OBJECTIVE:
Turn every line of the rows below into a JSON list of strings, with one string per line. Leave out the blank lines.

TASK DATA:
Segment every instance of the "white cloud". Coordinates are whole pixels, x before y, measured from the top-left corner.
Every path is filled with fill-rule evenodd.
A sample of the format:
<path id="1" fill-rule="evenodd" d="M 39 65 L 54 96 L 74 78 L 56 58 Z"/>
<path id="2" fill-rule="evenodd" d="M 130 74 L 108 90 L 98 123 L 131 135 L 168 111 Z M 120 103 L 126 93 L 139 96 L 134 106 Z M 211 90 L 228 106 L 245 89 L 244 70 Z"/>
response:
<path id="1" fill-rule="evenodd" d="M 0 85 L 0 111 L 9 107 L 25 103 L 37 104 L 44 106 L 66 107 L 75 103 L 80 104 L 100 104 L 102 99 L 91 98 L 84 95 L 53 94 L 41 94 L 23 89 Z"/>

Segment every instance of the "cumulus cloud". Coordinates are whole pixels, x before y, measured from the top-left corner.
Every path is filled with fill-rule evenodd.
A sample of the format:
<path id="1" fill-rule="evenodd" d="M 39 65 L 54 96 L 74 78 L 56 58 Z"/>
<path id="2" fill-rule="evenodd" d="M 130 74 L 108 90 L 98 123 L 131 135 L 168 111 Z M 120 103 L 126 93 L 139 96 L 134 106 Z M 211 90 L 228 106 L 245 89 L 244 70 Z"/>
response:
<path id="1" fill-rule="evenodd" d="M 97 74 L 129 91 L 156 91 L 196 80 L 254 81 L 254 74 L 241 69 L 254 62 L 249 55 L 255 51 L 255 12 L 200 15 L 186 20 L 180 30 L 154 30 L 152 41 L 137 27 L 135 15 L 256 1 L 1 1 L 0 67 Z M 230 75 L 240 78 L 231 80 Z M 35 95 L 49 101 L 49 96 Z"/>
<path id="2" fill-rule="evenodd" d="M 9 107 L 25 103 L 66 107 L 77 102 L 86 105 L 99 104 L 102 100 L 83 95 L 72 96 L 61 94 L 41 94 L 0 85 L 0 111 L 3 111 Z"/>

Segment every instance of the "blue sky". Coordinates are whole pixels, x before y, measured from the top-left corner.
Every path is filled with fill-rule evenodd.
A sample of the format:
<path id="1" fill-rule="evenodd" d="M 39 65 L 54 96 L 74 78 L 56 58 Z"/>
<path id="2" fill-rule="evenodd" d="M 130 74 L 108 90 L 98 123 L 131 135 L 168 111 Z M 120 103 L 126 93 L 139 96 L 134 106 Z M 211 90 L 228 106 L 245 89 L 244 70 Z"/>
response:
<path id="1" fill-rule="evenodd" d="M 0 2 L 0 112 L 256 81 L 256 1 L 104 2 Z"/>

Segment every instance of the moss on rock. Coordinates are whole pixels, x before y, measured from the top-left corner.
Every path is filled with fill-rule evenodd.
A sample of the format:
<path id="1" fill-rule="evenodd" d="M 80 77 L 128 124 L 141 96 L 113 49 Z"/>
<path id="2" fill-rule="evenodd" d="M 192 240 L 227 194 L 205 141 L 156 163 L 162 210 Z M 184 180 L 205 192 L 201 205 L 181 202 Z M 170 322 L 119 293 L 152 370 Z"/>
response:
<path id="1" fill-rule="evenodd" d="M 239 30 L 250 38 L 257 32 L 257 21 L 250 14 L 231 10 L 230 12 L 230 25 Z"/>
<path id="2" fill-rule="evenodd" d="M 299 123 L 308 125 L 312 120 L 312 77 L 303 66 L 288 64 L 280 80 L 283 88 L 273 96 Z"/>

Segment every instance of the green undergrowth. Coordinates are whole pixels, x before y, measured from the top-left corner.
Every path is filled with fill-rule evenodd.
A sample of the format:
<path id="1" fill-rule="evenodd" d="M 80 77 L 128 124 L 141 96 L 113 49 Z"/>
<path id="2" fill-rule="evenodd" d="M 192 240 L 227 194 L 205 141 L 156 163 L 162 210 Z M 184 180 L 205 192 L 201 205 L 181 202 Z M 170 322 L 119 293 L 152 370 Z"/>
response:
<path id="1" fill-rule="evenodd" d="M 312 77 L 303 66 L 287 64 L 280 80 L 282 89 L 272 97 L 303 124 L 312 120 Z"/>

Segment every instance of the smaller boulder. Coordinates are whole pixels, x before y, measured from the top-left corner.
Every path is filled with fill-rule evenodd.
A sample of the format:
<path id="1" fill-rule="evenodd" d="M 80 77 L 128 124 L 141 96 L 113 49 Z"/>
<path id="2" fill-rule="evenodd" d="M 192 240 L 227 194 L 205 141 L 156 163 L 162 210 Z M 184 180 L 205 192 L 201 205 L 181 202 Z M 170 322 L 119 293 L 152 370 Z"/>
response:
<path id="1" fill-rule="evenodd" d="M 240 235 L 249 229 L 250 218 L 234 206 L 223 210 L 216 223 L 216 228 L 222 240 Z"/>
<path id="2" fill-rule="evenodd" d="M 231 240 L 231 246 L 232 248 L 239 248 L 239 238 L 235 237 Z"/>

SOLUTION TO THE EXERCISE:
[
  "Segment every instance of the \"white cloud\". Coordinates are whole pixels, x before y, measured from the top-left corner.",
  "Every path is filled with fill-rule evenodd.",
  "A sample of the format:",
  "<path id=\"1\" fill-rule=\"evenodd\" d=\"M 39 65 L 54 96 L 74 78 L 56 58 Z\"/>",
  "<path id=\"2\" fill-rule=\"evenodd\" d=\"M 130 74 L 108 90 L 98 123 L 131 135 L 168 111 Z M 120 103 L 126 93 L 139 96 L 134 106 Z M 211 90 L 228 106 L 245 89 L 244 70 Z\"/>",
  "response:",
  "<path id=\"1\" fill-rule=\"evenodd\" d=\"M 0 85 L 0 111 L 9 107 L 25 103 L 37 104 L 44 106 L 66 107 L 75 103 L 80 104 L 100 104 L 102 99 L 91 98 L 84 95 L 53 94 L 41 94 L 23 89 Z\"/>",
  "Segment every instance of the \"cumulus cloud\". Coordinates are whole pixels, x before y, measured from the top-left corner.",
  "Every path is filled with fill-rule evenodd.",
  "A sample of the format:",
  "<path id=\"1\" fill-rule=\"evenodd\" d=\"M 39 65 L 54 96 L 74 78 L 56 58 Z\"/>",
  "<path id=\"2\" fill-rule=\"evenodd\" d=\"M 130 74 L 108 90 L 98 123 L 131 135 L 168 111 Z M 120 103 L 126 93 L 139 96 L 134 106 Z M 211 90 L 228 106 L 245 89 L 244 70 Z\"/>",
  "response:",
  "<path id=\"1\" fill-rule=\"evenodd\" d=\"M 97 74 L 129 91 L 156 91 L 196 80 L 254 81 L 254 74 L 241 69 L 254 62 L 249 55 L 255 51 L 255 12 L 200 15 L 186 20 L 180 30 L 154 30 L 152 41 L 137 27 L 135 15 L 256 1 L 1 1 L 0 67 Z M 230 75 L 240 78 L 231 80 Z M 35 95 L 49 101 L 49 96 Z\"/>",
  "<path id=\"2\" fill-rule=\"evenodd\" d=\"M 9 107 L 25 103 L 66 107 L 77 102 L 86 105 L 99 104 L 102 100 L 83 95 L 72 96 L 61 94 L 41 94 L 0 85 L 0 111 L 3 111 Z\"/>",
  "Segment every instance of the \"blue sky\". Coordinates are whole pixels, x before y, measured from the top-left corner.",
  "Every path is filled with fill-rule evenodd.",
  "A sample of the format:",
  "<path id=\"1\" fill-rule=\"evenodd\" d=\"M 39 65 L 54 96 L 74 78 L 56 58 Z\"/>",
  "<path id=\"2\" fill-rule=\"evenodd\" d=\"M 130 74 L 108 90 L 98 123 L 131 135 L 168 111 Z M 120 103 L 126 93 L 139 96 L 134 106 Z M 211 90 L 228 106 L 245 89 L 244 70 Z\"/>",
  "response:",
  "<path id=\"1\" fill-rule=\"evenodd\" d=\"M 0 2 L 0 112 L 256 81 L 256 1 L 104 2 Z\"/>",
  "Segment every instance of the moss on rock. Coordinates are whole pixels, x before y, measured from the top-left corner.",
  "Every path is filled with fill-rule evenodd.",
  "A sample of the format:",
  "<path id=\"1\" fill-rule=\"evenodd\" d=\"M 80 77 L 128 124 L 141 96 L 113 49 Z\"/>",
  "<path id=\"2\" fill-rule=\"evenodd\" d=\"M 192 240 L 227 194 L 205 141 L 156 163 L 162 210 Z M 184 180 L 205 192 L 201 205 L 181 202 Z M 170 322 L 119 293 L 152 370 Z\"/>",
  "response:",
  "<path id=\"1\" fill-rule=\"evenodd\" d=\"M 239 30 L 250 38 L 257 32 L 257 21 L 250 14 L 231 10 L 230 12 L 230 25 Z\"/>",
  "<path id=\"2\" fill-rule=\"evenodd\" d=\"M 299 123 L 308 125 L 312 120 L 312 77 L 303 66 L 288 64 L 280 80 L 283 88 L 273 96 Z\"/>",
  "Segment every instance of the green undergrowth. Coordinates are whole pixels, x before y, measured from the top-left corner.",
  "Every path is filled with fill-rule evenodd.",
  "A sample of the format:",
  "<path id=\"1\" fill-rule=\"evenodd\" d=\"M 80 77 L 128 124 L 141 96 L 113 49 Z\"/>",
  "<path id=\"2\" fill-rule=\"evenodd\" d=\"M 192 240 L 227 194 L 205 141 L 156 163 L 162 210 Z M 184 180 L 205 192 L 201 205 L 181 202 Z M 170 322 L 119 293 L 152 370 Z\"/>",
  "response:",
  "<path id=\"1\" fill-rule=\"evenodd\" d=\"M 312 77 L 303 66 L 287 64 L 280 80 L 282 89 L 272 97 L 303 124 L 312 120 Z\"/>",
  "Segment every instance of the smaller boulder. Coordinates are whole pixels, x before y, measured from the top-left corner.",
  "Every path is filled with fill-rule evenodd.",
  "A sample of the format:",
  "<path id=\"1\" fill-rule=\"evenodd\" d=\"M 80 77 L 128 124 L 141 96 L 113 49 Z\"/>",
  "<path id=\"2\" fill-rule=\"evenodd\" d=\"M 192 240 L 227 194 L 205 141 L 156 163 L 162 210 Z M 184 180 L 205 192 L 201 205 L 181 202 Z M 170 322 L 119 293 L 152 370 Z\"/>",
  "response:",
  "<path id=\"1\" fill-rule=\"evenodd\" d=\"M 240 235 L 249 229 L 250 218 L 234 206 L 223 210 L 216 223 L 216 228 L 222 240 Z\"/>",
  "<path id=\"2\" fill-rule=\"evenodd\" d=\"M 231 240 L 231 246 L 232 248 L 239 248 L 239 238 L 235 237 Z\"/>"
]